- [Work order] Search the data for the word "snow" and copy every line where it occurs.

- [Data]
◇ ◇ ◇ ◇ ◇
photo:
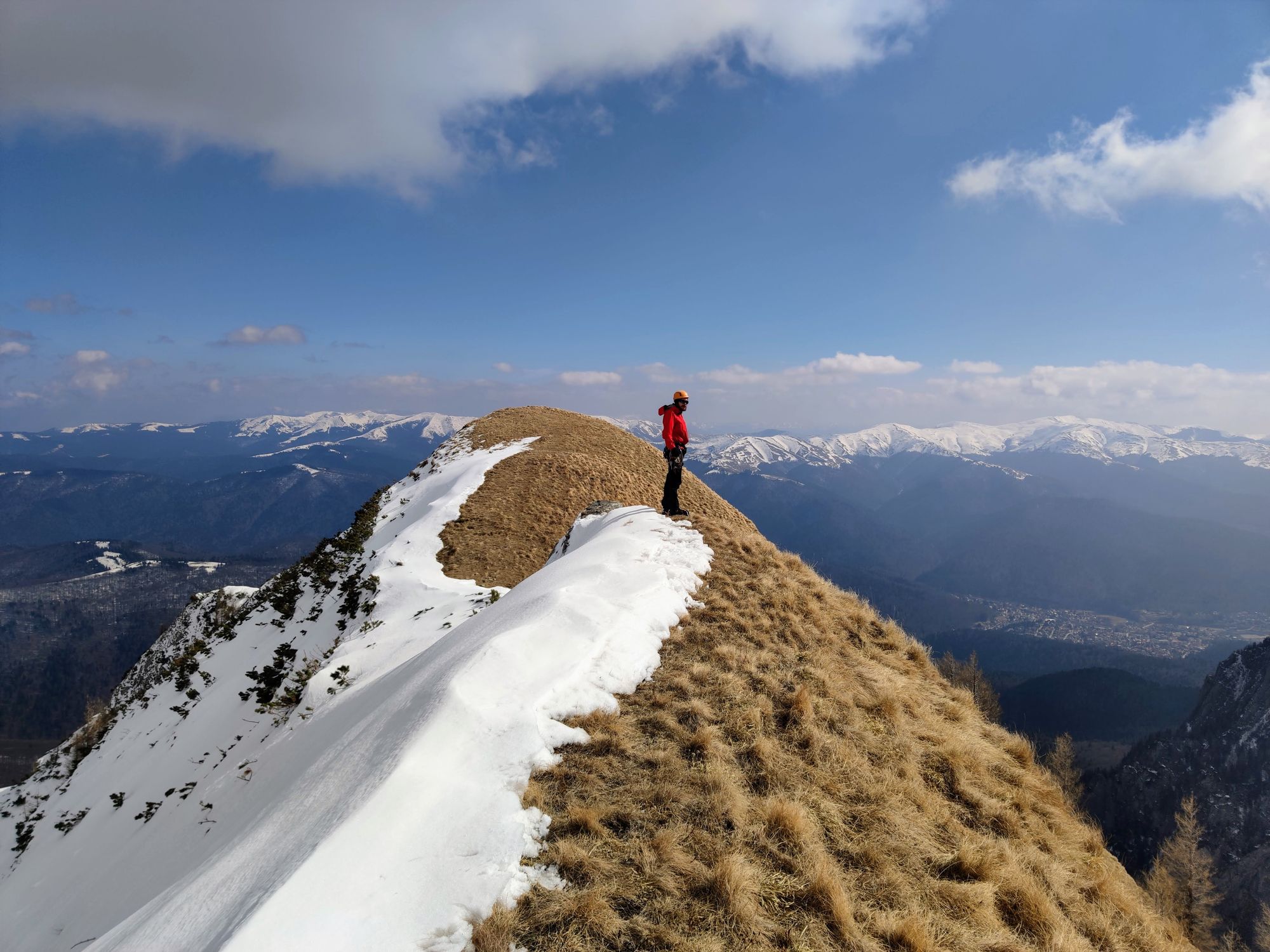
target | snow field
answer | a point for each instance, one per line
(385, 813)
◇ ◇ ◇ ◇ ◇
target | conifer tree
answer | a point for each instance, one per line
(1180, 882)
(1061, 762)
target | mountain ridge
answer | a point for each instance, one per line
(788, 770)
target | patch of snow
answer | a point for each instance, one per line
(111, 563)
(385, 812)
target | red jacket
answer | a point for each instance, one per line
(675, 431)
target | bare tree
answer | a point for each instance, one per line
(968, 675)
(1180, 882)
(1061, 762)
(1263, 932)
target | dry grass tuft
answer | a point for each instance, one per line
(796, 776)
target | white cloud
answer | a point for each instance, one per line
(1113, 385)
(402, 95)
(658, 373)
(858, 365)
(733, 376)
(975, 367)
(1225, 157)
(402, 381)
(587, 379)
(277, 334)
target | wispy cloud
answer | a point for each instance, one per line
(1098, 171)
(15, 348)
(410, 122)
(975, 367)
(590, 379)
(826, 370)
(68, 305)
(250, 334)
◇ ◇ ◇ ◇ ◇
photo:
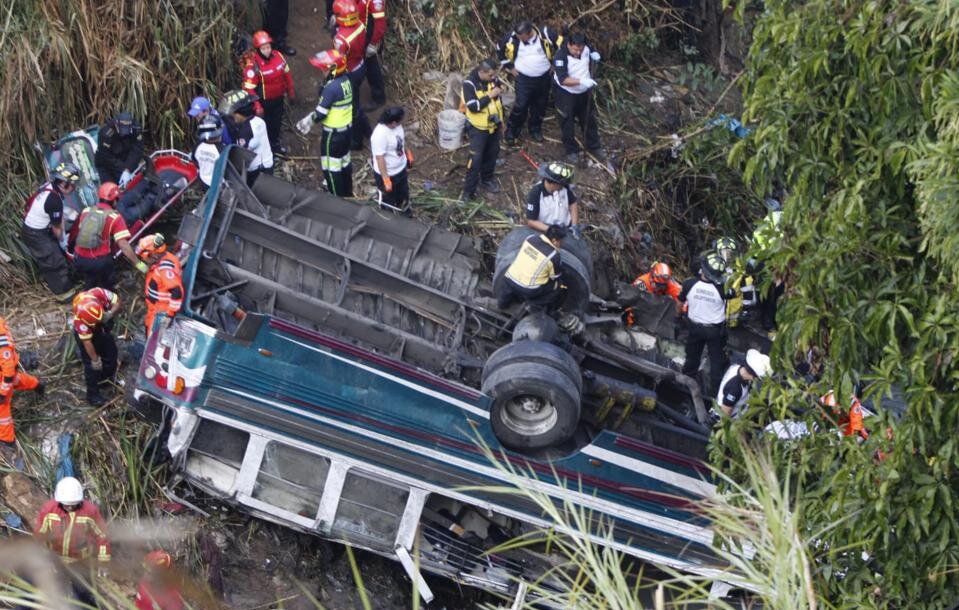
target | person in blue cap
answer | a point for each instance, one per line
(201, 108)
◇ ◇ ◇ ◇ ◇
- [Reply]
target | snow field
target | patch of snow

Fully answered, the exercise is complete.